• _GIVEN EXERCISE_: Could you print every record below exactly as it appears?

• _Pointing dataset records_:
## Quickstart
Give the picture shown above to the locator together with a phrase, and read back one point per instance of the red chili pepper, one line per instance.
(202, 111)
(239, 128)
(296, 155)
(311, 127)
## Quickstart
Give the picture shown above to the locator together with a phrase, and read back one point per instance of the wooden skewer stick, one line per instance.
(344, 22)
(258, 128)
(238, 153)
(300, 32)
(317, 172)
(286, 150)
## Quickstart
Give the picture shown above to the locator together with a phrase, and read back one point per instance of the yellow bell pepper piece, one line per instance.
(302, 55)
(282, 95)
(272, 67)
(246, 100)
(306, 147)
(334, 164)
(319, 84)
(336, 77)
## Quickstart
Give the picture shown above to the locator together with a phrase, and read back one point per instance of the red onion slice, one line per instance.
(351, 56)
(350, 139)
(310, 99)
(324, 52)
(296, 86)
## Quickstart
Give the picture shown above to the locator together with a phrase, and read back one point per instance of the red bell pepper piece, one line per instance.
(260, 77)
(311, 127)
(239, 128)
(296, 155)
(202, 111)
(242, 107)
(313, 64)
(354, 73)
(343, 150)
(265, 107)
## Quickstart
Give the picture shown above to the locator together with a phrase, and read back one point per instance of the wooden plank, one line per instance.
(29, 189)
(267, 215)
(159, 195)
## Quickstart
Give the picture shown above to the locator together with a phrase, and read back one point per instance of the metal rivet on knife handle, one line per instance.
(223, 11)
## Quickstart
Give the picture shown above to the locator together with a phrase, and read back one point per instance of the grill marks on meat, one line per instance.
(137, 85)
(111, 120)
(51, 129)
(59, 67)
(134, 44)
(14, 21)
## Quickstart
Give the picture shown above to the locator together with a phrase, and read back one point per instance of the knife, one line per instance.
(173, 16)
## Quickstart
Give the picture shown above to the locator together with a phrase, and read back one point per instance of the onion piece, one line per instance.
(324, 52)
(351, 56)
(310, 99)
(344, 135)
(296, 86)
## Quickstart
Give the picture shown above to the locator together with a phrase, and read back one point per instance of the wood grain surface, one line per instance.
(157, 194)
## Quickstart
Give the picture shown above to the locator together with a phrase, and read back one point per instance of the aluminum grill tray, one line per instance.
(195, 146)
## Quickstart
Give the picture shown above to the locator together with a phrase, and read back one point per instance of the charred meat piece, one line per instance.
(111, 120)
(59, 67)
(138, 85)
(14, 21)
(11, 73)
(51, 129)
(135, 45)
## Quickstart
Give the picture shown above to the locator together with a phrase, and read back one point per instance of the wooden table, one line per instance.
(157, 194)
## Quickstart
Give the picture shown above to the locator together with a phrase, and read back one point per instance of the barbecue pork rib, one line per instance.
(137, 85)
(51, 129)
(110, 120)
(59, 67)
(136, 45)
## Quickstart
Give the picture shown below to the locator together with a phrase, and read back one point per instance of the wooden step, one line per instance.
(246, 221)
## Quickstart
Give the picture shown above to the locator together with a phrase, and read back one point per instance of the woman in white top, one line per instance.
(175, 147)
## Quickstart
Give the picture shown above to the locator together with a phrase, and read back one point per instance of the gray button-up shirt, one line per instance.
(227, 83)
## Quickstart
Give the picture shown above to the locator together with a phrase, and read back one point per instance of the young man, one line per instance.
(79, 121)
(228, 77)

• _TASK RESPONSE_:
## Quickstart
Give the picture shown above to the locator together with a phrase, and read back one point per instance of the red chili pepper, one line per instance.
(202, 111)
(239, 128)
(296, 155)
(311, 127)
## Quickstart
Give the picture shown above to the locator together with a phrase, and read back one point per instance of the wooden skewer stick, one line per instance.
(344, 22)
(258, 128)
(238, 153)
(300, 32)
(317, 172)
(286, 150)
## Quickstart
Give the picture shown above to the locator together with a phrase, and read back one point per instance of the yellow bell pepper piece, one line per instance.
(302, 55)
(282, 95)
(272, 67)
(246, 100)
(306, 147)
(334, 164)
(319, 84)
(336, 77)
## Quickstart
Give the picture shown above to the locator together with a phrase, and read back one point per instance of the red onion slice, one line per instance.
(351, 56)
(350, 139)
(310, 99)
(324, 52)
(296, 86)
## Quickstart
Give the picture shown above to the locator together with a phrase, and read back one point per instance of the red bell pepper piece, one line per instance.
(260, 77)
(311, 127)
(239, 128)
(296, 155)
(202, 111)
(242, 107)
(313, 64)
(354, 73)
(343, 150)
(265, 107)
## Quickstart
Give the picture shown above to the locator together with a phrase, and read back one point per instance of the wooden plank, one line per instance.
(29, 189)
(267, 215)
(159, 195)
## Quickstart
Give the picture shown above to the locator together with a phrase, and read back one point per instance of the metal rivet on knife handle, one line per instance.
(223, 11)
## Quickstart
Give the picture shown above to the locator together with a phrase, and read back one point per instance of the grill marks on meat, one line per instance.
(137, 85)
(111, 120)
(51, 129)
(59, 67)
(134, 44)
(14, 21)
## Quickstart
Give the picture shown above to the locator together with a phrase, and read back one point per instance of the knife, one line per instance.
(173, 16)
## Quickstart
Give the picture shown above to the locator together with a phrase, and read back one point per instance of the onion piece, one line per instance.
(324, 52)
(351, 56)
(310, 99)
(344, 135)
(296, 86)
## Quickstart
Give the picture shown above to the locator together with a phrase, and read back one point per instance of the wood grain surface, one line per instance.
(157, 194)
## Quickstart
Give the picture shown above to the locator together with a phrase, and read back one point per instance of the aluminum grill tray, one line per instance.
(195, 146)
## Quickstart
Give the picture shown above to the locator together with a phrase, and read back one point per instance of the charred meat piece, one line per instance.
(111, 120)
(59, 67)
(138, 85)
(14, 21)
(11, 73)
(51, 129)
(135, 45)
## Quickstart
Give the picture shown above to the locator together with a phrase, and read back one point per instance of the wooden table, one line per instance.
(157, 194)
## Quickstart
Give the picture shown above to the locator together with a phrase, and read back one point per instance of the barbecue pork rib, one line per instance.
(137, 85)
(51, 129)
(110, 120)
(59, 67)
(136, 45)
## Quickstart
Give the picture shown below to the locator together with a phrase, and read back one point per instance of the wooden step, one line per instance.
(246, 221)
## Quickstart
Give the picture shown above to the locator together with a phrase, and read back one point per instance of the woman in white top, one line per instance.
(175, 147)
## Quickstart
Give the picture shown above to the locator together with a phrase, and read back one point per instance of the gray button-up shirt, one line per instance.
(227, 83)
## Quickstart
Give the picture shown above to the locator together with a phrase, and read back one point per instance of the young man, one line per instance.
(79, 121)
(228, 77)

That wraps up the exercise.